> _WHAT TO PRODUCE_:
When you set down the entries, keep every word exactly as it is but drop the pictures.

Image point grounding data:
──────────────────────────────
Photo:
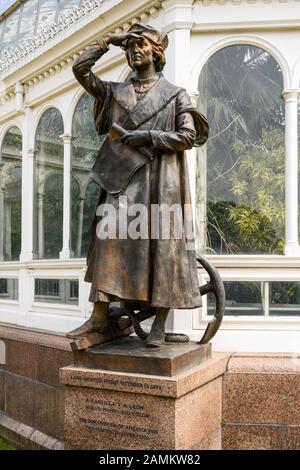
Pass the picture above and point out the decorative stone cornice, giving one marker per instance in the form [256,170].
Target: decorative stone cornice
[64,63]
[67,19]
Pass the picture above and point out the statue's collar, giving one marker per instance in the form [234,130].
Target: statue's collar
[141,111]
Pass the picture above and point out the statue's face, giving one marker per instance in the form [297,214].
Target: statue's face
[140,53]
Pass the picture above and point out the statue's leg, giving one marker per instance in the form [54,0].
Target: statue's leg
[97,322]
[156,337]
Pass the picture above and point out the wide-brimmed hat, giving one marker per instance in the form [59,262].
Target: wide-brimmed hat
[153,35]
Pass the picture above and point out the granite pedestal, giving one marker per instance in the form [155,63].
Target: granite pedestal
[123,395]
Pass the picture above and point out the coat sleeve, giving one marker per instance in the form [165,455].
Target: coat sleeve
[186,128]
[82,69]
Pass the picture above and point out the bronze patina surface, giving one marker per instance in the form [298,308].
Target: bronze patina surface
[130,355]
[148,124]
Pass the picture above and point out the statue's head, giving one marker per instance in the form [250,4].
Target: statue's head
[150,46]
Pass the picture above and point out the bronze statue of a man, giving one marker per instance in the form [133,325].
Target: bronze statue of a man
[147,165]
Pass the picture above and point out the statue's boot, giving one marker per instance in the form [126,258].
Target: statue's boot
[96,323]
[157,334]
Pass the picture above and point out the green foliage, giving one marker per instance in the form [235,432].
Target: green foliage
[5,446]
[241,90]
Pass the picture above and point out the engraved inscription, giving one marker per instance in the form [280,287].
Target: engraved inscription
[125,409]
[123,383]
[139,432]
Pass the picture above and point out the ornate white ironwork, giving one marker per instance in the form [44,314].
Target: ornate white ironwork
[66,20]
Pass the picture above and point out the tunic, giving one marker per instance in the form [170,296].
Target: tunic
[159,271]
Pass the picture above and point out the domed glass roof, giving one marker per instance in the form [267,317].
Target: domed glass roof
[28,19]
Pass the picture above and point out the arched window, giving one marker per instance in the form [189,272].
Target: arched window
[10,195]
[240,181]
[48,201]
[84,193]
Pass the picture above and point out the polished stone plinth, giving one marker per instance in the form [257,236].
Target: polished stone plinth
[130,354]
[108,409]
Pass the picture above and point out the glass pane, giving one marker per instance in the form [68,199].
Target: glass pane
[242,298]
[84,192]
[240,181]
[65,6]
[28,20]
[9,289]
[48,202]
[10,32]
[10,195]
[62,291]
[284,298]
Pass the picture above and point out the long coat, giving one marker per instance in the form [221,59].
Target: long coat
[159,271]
──────────────────────────────
> _REPLY TO THE TASK_:
Photo:
Pass the picture above and point out the decorative stone cornice, giving one marker per instance in the form [256,170].
Target: decorative stone cornice
[64,63]
[67,19]
Pass the picture above and point out the statue's collar, giving one marker per instance in the form [234,130].
Target: statue's collar
[141,111]
Pass the picture above and point out the statue's face, giving one marker per instance in the form [297,214].
Target: statue's face
[140,53]
Pass the picture above and point out the statue's leg, giving one marker per instance in the form [54,0].
Target: statue's leg
[97,322]
[156,337]
Pass the picture above and point out the wide-brimmed hat, giving one marker per instance in the form [59,262].
Target: wide-brimmed hat
[153,35]
Pass the picture above and point out the granite pedestal, giving one marker per instance in the form [155,63].
Target: granite pedestal
[123,395]
Pass the picture above and point out the coat sleeve, giving one marker per instance in the form [165,455].
Target: coat sleeve
[186,128]
[82,69]
Pass the picture above and point out the bronze patina surface, giving one marker per instance in the form [298,308].
Target: bronze patina surface
[130,355]
[148,124]
Pass the picture above and point out the statue's head, giving one marker per instance in the form [250,4].
Target: statue's head
[150,46]
Pass the picture above and point out the bronze statue of a man, giving one marker per instance in the form [133,325].
Target: bronze statue of a man
[147,165]
Pass the picture above and point out the statue's boot, giving one marker per instance in the form [126,258].
Target: statue's boot
[96,323]
[157,334]
Pass the picture above and point out the green foliage, giving one marker per instance in the form [235,432].
Target: green foliage
[5,446]
[241,90]
Pass the picture above and point out the engraved inscription, giving one marker per instance in the form [280,287].
Target: engraved inscription
[125,409]
[123,383]
[139,432]
Pass the picture above and point out the ornate white ironwork, giving one marker per instance in the form [44,314].
Target: ornate white ironwork
[66,20]
Pass the picture above and point out the tunic, giving one marker per instance in the form [170,296].
Target: tunic
[159,271]
Pass the picture above and point out the domed glass roof, giving one marker per instance in the form [267,317].
Target: domed glass roof
[28,19]
Pass the picture above and point out the arched window, giving one marker per instance in the form [189,272].
Target: arched window
[10,195]
[240,181]
[48,201]
[84,193]
Pass the picture above and point out the polished stone plinth, giving one marker per instance in the form [257,236].
Target: polished stone plinth
[130,354]
[108,409]
Pass the picture above and point out the glass pane, giving one marker per instance in the form [68,199].
Target: glass pane
[242,298]
[84,192]
[240,181]
[65,6]
[28,20]
[9,289]
[48,202]
[10,32]
[10,195]
[62,291]
[284,298]
Pass the picture above and point out the long coat, giving one marker per instance in the form [221,59].
Target: long coat
[159,271]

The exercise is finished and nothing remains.